Data section:
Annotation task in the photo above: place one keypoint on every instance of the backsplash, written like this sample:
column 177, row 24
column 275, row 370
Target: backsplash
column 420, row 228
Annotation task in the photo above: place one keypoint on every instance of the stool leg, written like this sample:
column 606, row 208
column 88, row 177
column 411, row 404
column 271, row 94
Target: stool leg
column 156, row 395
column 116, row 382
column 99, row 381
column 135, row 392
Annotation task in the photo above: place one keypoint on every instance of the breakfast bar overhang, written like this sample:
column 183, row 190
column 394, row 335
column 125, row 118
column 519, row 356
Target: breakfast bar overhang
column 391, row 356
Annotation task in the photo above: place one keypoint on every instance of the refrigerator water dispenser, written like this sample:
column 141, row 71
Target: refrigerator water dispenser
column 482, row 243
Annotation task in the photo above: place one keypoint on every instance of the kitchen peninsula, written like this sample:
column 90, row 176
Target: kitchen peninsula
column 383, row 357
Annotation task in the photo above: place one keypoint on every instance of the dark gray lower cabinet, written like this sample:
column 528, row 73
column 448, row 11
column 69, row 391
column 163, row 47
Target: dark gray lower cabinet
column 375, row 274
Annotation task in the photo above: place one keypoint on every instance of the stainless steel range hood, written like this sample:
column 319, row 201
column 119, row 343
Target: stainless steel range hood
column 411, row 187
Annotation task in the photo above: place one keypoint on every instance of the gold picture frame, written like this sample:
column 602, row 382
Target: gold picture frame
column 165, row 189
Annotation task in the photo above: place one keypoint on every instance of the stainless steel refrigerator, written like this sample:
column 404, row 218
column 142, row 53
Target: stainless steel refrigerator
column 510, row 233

Exercise objective: Rewrite all the lines above, changing every "stainless steel" to "brushed nickel" and leaving the rest untouched.

Answer to this exercise:
Annotation task in the photo above: place one keypoint on every instance of the backsplash, written like this sample:
column 177, row 24
column 275, row 370
Target: backsplash
column 420, row 228
Annotation task in the photo above: place one keypoint on every instance of the stool leg, written like this sample:
column 606, row 208
column 88, row 177
column 411, row 404
column 271, row 94
Target: stool leg
column 156, row 395
column 116, row 382
column 99, row 381
column 135, row 392
Annotation task in the photo above: place one keypoint on every instance of the breakfast bar overhang, written like this sample:
column 183, row 190
column 394, row 335
column 125, row 118
column 519, row 356
Target: breakfast bar overhang
column 391, row 356
Annotation task in the photo above: place one keypoint on every instance of the refrigerator water dispenser, written like this sample:
column 141, row 71
Target: refrigerator water dispenser
column 482, row 243
Annotation task in the photo above: place one keypoint on every instance of the kitchen peninsula, written like this sample:
column 90, row 176
Target: kitchen peninsula
column 383, row 357
Annotation task in the photo above: place one keypoint on every instance of the dark gray lower cabinet, written like this sample:
column 528, row 73
column 448, row 11
column 69, row 391
column 163, row 47
Target: dark gray lower cabinet
column 375, row 274
Annotation task in the photo above: place one keypoint on every instance of the brushed nickel range hood, written like this sample:
column 319, row 201
column 119, row 343
Target: brushed nickel range hood
column 411, row 187
Annotation task in the photo above: place one keypoint on every instance of the gold picture frame, written like this sample:
column 602, row 382
Target: gold picture frame
column 165, row 189
Annotation task in the photo above: place one keypoint on every instance of the brushed nickel refrigerator, written like this sample:
column 404, row 218
column 142, row 53
Target: brushed nickel refrigerator
column 510, row 233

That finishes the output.